### EXERCISE
Extend the passage on split brains and consciousness past its last sentence, in the same voice.

--- SUPPLIED TEXT Enclosed Below ---

It’s an agent, and if you cut my heart out and put it in your chest (carefully) it very well may continue to beat. Too abstract and philosophical for you? Consider the case of the split brain. Multiple experiments have shown some differentiation between agentic behavior in the left and right brains when they are physically separated through a corpus colostomy. The strongest evidence being consistent emergence of alien hand syndrome when this procedure is performed. Some people go as far as suggesting this “second consciousness” is always present, and simply gets overridden and taken for a ride by the stronger, verbal, left brain consciousness. Or they suggest our unified conscious experience is somehow a combination of these two consciousnesses being connected. It’s a system of consciousness that begets our conscious experience.

Article Image
I’m not even into the schizo stuff yet; they printed this shit in Nature.

--- End of Enclosed SUPPLIED TEXT ---
--- SUPPLIED RECORDS Enclosed Below ---

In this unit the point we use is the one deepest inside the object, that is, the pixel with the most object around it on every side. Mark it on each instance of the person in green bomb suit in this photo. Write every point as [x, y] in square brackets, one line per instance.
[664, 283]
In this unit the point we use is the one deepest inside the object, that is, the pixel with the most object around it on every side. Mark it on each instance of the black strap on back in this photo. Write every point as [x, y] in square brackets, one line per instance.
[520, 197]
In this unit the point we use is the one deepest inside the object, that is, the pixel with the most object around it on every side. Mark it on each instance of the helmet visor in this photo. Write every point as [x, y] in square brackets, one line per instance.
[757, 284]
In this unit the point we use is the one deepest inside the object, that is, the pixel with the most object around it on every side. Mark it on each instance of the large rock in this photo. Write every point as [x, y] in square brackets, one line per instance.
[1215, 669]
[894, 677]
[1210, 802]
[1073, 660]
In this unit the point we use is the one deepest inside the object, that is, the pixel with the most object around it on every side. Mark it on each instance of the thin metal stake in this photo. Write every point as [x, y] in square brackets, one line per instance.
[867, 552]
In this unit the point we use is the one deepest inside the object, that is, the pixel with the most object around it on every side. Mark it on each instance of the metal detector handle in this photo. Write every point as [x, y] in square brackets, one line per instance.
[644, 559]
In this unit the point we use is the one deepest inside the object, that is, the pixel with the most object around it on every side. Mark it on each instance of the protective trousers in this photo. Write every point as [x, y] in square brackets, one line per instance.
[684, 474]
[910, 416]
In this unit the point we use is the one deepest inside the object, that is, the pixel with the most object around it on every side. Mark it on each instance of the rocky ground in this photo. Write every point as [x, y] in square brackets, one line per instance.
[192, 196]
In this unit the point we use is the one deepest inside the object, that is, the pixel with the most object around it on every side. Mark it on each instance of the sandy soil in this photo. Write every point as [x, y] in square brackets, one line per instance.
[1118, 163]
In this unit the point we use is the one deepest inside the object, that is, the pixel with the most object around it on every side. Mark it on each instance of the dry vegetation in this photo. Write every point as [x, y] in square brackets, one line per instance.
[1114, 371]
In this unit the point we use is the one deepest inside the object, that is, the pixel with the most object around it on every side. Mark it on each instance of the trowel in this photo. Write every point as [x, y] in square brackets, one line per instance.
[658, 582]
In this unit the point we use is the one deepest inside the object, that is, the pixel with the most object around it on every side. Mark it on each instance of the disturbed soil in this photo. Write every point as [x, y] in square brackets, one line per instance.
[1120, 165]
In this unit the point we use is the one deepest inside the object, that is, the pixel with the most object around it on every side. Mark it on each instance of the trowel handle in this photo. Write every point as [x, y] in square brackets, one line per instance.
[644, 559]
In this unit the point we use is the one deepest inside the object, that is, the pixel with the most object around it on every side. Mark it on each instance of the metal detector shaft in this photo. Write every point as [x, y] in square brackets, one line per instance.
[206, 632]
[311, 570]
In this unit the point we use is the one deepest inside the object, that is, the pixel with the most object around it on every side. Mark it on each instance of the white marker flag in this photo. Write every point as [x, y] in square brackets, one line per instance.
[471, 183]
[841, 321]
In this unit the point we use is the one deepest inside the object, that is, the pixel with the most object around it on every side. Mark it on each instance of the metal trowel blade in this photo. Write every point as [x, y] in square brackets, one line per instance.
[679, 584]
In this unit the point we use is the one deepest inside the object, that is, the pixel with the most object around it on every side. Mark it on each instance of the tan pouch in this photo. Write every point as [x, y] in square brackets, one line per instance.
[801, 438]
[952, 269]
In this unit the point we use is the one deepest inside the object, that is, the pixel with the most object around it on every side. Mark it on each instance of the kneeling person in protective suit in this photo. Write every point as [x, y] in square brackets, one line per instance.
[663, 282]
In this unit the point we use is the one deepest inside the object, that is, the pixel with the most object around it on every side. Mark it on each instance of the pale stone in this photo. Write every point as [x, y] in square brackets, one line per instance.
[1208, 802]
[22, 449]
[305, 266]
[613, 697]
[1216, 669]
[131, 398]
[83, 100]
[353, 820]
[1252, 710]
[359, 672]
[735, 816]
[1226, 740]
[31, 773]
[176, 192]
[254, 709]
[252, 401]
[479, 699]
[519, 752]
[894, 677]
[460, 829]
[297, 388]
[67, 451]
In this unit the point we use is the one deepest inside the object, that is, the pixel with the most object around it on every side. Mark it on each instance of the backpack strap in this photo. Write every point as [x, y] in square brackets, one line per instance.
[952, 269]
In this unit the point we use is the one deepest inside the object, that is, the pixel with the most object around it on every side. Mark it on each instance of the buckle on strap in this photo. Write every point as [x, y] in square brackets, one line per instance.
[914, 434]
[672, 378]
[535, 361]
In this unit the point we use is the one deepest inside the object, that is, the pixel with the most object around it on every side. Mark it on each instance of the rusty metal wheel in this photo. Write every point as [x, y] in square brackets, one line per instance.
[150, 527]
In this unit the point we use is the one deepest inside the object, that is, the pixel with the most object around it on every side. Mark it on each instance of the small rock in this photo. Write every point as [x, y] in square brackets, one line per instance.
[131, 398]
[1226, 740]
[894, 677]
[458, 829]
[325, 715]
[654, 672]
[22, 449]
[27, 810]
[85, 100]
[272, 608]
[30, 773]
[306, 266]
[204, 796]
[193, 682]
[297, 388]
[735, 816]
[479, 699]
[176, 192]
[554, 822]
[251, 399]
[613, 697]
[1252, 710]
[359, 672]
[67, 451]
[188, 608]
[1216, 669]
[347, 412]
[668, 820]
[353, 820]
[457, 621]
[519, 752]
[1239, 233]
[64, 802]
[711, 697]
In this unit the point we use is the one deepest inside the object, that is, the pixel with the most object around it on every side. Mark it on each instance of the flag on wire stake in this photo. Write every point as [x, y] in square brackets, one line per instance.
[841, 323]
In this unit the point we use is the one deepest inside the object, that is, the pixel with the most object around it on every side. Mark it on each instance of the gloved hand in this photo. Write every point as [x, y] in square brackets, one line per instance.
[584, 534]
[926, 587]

--- End of Enclosed SUPPLIED RECORDS ---

### RESPONSE AREA
Well I don’t know how much of that is true, but the evidence certainly suggests that it’s possible to have or create discreet conscious units within one normal human body. And nowhere in biology do we hold subjective conscious experience to be the standard for declaring an organism to be discreetly alive. I think anytime you have biological material exhibiting some sort of emergent property with some observable goal, it’s reasonable to draw a circle around that group of material and call it an agent. I also think it’s reasonable to call any agent that can carry out its goals while responding to setbacks intelligent, although I will hold off on actually calling it conscious until a later post. All conscious beings are necessarily intelligent agents, but not all intelligent agents are necessarily conscious.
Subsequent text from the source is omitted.